··· Dataset excerpts ···
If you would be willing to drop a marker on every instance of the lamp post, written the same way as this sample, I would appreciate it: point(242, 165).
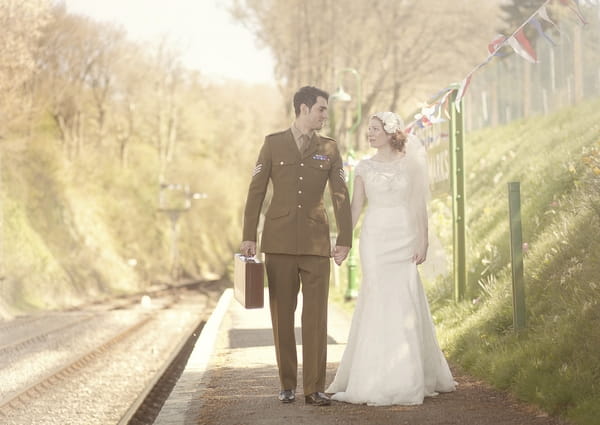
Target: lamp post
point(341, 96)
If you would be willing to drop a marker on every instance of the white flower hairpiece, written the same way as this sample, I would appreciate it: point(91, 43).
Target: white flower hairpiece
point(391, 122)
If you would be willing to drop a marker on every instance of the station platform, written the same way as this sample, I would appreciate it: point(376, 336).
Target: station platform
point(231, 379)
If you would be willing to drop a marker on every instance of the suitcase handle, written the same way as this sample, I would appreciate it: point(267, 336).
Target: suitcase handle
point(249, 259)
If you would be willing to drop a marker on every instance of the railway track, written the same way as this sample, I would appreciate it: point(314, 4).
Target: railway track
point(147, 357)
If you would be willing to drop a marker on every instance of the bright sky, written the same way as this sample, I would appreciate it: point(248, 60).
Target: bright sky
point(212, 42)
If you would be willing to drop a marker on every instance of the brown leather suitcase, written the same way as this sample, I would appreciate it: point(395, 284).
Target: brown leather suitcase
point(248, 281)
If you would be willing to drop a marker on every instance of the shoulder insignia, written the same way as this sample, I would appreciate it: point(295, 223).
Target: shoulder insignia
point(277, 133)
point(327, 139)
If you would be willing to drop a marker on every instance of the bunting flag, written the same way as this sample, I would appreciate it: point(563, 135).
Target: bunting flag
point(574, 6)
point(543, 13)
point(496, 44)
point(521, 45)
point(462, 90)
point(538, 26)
···
··· Dataset excerpts ···
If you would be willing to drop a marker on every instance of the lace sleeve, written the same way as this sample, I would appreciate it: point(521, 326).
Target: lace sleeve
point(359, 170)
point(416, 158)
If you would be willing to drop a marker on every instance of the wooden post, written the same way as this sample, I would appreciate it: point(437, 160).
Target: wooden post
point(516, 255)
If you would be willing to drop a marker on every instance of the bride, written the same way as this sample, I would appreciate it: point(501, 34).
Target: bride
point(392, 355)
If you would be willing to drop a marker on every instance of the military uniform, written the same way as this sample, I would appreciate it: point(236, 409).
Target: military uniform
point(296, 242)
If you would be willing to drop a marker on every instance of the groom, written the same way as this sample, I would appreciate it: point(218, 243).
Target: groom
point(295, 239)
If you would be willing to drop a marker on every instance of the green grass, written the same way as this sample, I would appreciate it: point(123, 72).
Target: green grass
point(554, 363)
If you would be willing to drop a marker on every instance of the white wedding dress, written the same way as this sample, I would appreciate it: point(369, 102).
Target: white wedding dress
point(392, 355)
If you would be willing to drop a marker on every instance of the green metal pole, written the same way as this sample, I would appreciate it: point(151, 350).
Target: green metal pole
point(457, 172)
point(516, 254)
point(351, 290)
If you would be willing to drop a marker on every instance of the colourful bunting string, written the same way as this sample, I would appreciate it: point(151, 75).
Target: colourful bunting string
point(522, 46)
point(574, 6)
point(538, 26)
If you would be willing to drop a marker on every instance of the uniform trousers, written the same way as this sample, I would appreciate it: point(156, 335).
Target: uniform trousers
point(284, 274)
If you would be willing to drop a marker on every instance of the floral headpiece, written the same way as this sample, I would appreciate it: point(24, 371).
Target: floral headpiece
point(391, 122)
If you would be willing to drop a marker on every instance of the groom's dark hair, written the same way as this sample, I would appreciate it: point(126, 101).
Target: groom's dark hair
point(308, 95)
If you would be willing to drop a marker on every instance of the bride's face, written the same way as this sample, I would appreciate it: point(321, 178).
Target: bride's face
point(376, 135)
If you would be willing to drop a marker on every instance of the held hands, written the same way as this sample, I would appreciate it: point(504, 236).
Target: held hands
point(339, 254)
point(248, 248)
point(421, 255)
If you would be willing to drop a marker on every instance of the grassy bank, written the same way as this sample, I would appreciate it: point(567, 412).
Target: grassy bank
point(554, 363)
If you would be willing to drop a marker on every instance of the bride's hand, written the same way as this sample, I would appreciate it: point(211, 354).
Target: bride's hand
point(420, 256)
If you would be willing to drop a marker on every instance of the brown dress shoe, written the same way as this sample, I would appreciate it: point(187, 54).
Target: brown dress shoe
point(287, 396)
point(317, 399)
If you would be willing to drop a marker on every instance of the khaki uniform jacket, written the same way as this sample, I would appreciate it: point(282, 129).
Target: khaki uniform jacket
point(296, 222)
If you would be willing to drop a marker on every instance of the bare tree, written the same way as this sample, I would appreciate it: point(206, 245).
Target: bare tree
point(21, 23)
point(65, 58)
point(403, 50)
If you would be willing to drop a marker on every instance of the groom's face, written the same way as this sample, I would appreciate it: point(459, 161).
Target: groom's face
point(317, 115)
···
- **What to produce**:
Could you transcribe, word for word, the run of lines that opens with the line containing "it: point(156, 335)." and closes with the line containing "point(284, 274)", including both of those lines?

- **Result of this exercise**:
If you would be willing to drop a marker on every instance of the uniform trousers, written the same way as this sample, I would appreciate it: point(156, 335).
Target: uniform trousers
point(284, 274)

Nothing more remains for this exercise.